## Begin

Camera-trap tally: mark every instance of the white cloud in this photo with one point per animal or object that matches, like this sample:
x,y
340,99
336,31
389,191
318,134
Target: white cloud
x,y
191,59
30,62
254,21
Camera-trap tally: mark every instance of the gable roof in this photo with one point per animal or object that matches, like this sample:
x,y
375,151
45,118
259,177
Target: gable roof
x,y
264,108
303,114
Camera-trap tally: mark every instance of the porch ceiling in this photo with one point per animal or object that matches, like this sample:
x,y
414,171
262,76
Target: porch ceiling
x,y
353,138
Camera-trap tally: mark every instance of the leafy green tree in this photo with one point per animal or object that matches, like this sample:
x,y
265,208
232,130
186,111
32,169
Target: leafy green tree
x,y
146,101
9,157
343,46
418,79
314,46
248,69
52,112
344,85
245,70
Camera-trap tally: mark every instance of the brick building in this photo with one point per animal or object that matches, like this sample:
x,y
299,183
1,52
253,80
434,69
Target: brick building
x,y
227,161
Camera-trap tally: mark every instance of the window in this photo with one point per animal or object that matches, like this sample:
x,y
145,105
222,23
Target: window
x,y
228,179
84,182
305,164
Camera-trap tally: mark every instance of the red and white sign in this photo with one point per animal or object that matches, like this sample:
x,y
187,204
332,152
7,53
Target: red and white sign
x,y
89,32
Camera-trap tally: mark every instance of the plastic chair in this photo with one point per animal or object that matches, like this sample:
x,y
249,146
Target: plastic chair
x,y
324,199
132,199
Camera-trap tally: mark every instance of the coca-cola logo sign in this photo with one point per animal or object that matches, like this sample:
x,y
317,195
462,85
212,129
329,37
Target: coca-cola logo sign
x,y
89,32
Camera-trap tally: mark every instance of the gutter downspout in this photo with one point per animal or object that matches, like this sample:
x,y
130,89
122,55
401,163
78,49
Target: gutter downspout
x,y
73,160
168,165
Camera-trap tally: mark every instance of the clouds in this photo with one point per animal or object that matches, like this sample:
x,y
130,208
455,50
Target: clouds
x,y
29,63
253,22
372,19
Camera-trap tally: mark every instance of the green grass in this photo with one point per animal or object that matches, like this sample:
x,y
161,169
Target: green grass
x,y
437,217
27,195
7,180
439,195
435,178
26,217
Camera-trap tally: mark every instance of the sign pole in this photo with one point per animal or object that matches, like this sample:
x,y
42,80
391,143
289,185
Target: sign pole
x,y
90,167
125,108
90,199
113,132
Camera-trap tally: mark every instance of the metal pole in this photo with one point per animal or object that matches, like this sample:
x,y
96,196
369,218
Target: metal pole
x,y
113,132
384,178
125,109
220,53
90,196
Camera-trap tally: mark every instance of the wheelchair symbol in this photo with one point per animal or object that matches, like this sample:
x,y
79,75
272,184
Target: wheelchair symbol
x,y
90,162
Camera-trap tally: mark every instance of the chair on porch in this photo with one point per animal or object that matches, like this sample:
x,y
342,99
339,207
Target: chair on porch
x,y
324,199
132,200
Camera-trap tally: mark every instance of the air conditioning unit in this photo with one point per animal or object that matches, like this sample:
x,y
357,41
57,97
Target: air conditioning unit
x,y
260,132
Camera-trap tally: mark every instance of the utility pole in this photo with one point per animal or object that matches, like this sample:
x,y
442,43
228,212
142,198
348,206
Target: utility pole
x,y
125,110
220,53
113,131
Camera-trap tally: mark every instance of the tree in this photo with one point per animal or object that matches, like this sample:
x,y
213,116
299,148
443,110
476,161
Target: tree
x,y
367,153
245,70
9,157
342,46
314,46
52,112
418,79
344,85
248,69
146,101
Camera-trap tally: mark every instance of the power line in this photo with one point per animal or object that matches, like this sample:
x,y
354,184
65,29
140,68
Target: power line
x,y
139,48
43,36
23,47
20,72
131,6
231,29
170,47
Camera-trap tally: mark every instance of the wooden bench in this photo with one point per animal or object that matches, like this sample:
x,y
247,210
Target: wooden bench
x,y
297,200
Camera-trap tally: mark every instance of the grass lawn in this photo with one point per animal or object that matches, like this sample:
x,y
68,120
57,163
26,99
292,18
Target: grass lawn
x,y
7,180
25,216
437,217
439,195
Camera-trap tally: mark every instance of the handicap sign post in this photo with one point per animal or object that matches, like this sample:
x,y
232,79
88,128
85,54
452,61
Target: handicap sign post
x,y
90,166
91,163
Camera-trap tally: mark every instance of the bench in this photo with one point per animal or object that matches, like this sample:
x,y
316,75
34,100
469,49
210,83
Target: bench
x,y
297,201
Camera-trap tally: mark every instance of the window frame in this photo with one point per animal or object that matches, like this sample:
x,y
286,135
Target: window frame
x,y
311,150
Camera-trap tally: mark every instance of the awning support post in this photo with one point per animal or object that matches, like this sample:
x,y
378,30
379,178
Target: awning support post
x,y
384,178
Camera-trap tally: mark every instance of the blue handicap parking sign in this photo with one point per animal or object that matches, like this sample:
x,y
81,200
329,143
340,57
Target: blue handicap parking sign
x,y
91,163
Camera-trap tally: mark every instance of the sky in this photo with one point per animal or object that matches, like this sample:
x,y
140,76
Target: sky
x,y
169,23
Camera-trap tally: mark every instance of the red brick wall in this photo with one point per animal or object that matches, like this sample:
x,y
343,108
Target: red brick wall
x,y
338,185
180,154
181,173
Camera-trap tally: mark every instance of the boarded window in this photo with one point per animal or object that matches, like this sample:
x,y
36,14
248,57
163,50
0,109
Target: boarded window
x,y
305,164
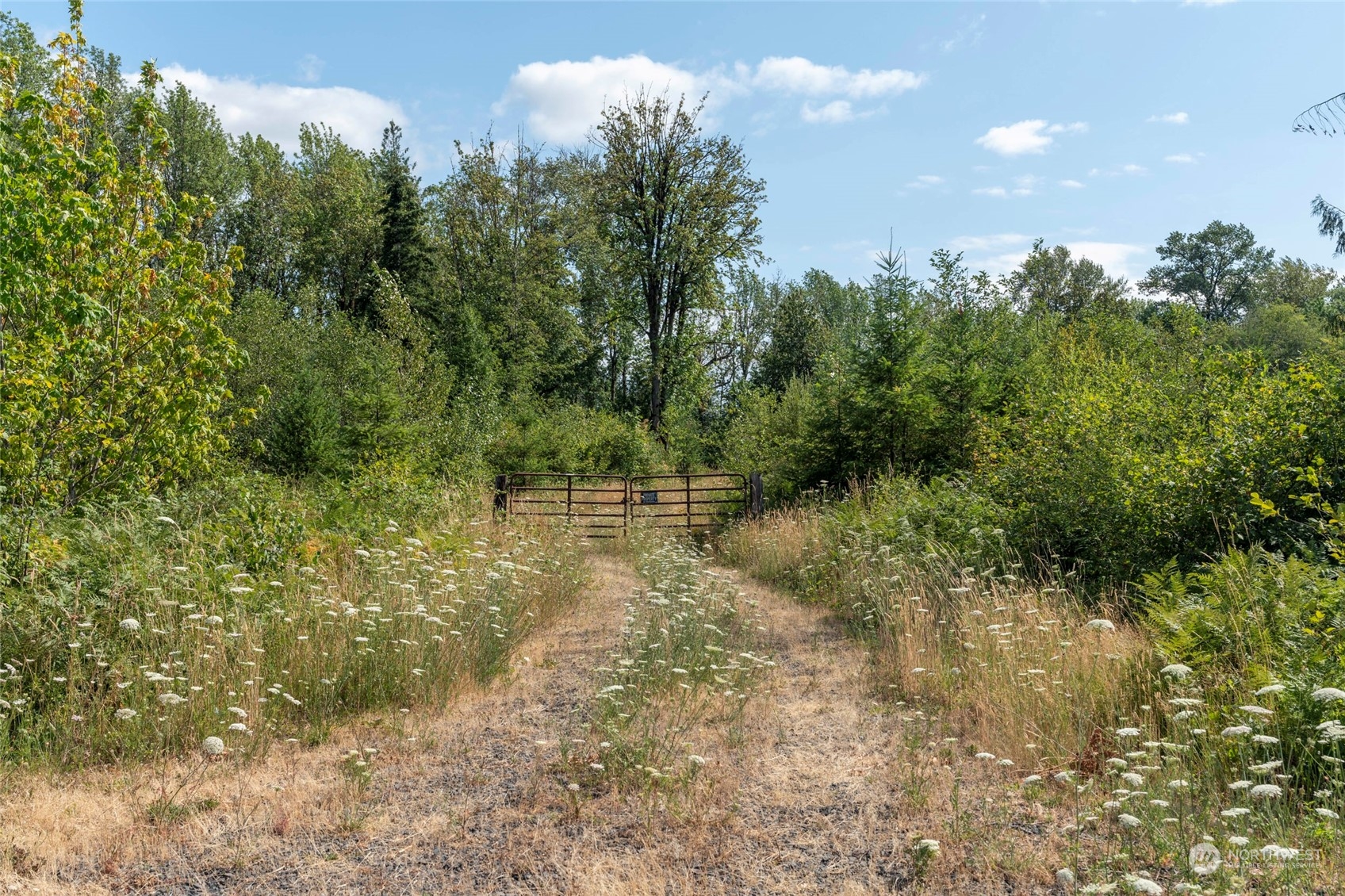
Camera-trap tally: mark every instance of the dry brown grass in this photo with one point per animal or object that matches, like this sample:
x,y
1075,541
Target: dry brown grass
x,y
818,790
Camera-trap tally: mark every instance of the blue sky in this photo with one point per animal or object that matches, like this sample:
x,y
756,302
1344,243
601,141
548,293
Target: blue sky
x,y
973,127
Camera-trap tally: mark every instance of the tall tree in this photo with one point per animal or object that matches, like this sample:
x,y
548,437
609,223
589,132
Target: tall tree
x,y
199,164
1053,281
405,252
1215,270
502,270
798,339
342,225
33,67
1327,119
265,221
676,209
112,358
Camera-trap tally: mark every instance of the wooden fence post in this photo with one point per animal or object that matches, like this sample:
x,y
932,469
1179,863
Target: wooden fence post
x,y
500,496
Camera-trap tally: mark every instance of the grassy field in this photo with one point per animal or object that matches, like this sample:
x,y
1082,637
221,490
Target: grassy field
x,y
471,706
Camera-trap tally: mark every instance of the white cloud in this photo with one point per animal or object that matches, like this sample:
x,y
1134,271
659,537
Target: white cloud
x,y
276,110
1113,256
311,69
970,35
989,243
799,75
565,98
1030,136
834,112
562,100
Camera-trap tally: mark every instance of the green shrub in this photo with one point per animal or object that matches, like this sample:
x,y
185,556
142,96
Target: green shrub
x,y
1125,461
542,438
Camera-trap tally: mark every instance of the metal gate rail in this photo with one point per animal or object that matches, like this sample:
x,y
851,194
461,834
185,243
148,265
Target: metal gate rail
x,y
604,506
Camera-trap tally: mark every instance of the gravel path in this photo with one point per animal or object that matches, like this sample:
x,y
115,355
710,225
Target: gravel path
x,y
817,793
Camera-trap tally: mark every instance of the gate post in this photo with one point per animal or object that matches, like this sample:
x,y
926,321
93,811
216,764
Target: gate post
x,y
500,496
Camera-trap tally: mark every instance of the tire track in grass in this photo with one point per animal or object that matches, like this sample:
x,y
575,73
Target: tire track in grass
x,y
814,791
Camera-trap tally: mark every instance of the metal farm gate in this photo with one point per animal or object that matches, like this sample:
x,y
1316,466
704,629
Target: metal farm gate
x,y
607,506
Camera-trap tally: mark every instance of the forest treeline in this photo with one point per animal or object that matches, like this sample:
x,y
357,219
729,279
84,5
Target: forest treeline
x,y
177,301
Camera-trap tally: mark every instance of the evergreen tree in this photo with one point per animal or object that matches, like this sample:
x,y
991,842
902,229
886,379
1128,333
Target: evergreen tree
x,y
405,251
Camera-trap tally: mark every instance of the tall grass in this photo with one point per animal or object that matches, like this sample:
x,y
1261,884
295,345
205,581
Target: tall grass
x,y
1091,714
191,641
688,658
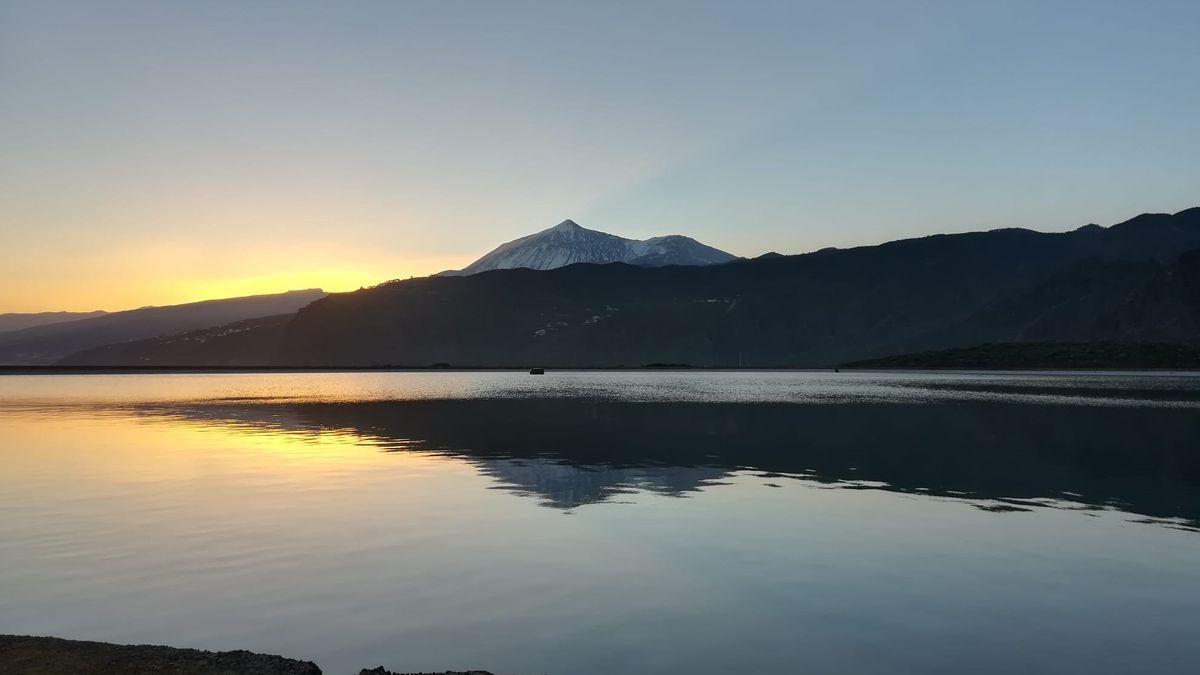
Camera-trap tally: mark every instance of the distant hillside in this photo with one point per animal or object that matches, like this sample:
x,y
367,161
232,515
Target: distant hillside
x,y
18,321
567,243
1129,282
255,341
1048,356
48,344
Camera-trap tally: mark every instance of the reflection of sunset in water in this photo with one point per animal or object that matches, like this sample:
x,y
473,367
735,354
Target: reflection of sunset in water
x,y
432,520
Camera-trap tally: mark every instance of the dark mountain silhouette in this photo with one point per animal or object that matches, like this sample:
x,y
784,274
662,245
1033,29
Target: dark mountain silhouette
x,y
1129,281
18,321
48,344
253,341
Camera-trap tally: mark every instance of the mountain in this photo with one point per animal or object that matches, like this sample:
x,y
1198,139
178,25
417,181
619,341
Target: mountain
x,y
48,344
17,321
1131,282
567,243
252,341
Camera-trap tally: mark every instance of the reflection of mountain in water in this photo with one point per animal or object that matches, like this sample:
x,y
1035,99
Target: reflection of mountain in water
x,y
569,452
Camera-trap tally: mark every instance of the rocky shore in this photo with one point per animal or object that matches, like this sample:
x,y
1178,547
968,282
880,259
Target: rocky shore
x,y
28,655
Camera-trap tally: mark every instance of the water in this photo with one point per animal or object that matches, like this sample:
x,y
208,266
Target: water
x,y
612,521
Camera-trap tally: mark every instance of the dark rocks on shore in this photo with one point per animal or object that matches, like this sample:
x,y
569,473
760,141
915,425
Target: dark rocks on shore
x,y
28,655
382,670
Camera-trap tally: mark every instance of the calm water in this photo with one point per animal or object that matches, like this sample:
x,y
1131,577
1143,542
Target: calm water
x,y
612,523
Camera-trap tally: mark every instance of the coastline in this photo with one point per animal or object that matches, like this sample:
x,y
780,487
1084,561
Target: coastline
x,y
36,655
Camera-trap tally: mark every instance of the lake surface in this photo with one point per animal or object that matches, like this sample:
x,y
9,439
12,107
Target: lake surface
x,y
598,523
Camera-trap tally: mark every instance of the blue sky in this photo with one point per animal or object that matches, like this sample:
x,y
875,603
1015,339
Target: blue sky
x,y
166,151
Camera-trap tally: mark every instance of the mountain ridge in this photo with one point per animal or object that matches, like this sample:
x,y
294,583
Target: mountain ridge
x,y
48,344
569,243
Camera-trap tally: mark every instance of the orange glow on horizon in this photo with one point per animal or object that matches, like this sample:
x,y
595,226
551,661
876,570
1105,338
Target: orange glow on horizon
x,y
157,284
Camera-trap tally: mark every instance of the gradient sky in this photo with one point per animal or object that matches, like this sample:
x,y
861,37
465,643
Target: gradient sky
x,y
155,153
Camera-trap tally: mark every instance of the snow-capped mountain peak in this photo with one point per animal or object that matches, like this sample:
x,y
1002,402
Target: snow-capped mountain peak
x,y
568,243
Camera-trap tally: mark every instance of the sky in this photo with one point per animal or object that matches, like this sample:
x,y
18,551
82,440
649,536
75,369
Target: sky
x,y
157,153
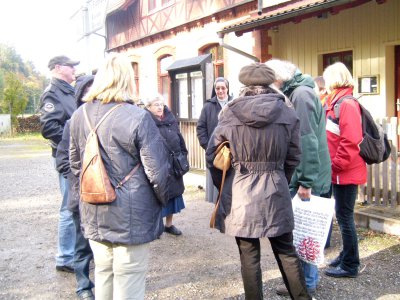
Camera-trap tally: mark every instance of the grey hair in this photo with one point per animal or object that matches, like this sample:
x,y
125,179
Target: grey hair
x,y
257,90
284,70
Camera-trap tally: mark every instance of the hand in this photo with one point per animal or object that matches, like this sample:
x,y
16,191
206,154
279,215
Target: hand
x,y
304,193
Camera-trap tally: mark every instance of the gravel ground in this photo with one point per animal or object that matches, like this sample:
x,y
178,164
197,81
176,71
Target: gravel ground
x,y
200,264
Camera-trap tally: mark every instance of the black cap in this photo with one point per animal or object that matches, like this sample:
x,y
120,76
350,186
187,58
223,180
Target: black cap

## End

(Task to carry out): Copy the data exactly, beginning with the line that contains "Camera-trap tally: mark every instance of the black" and continuing through the final line of the data.

(Finished task):
Camera-trap tally: mark every instance of the black cap in this photo with one point per animal or object that matches, like this sample:
x,y
120,76
350,186
187,58
223,180
Target: black cap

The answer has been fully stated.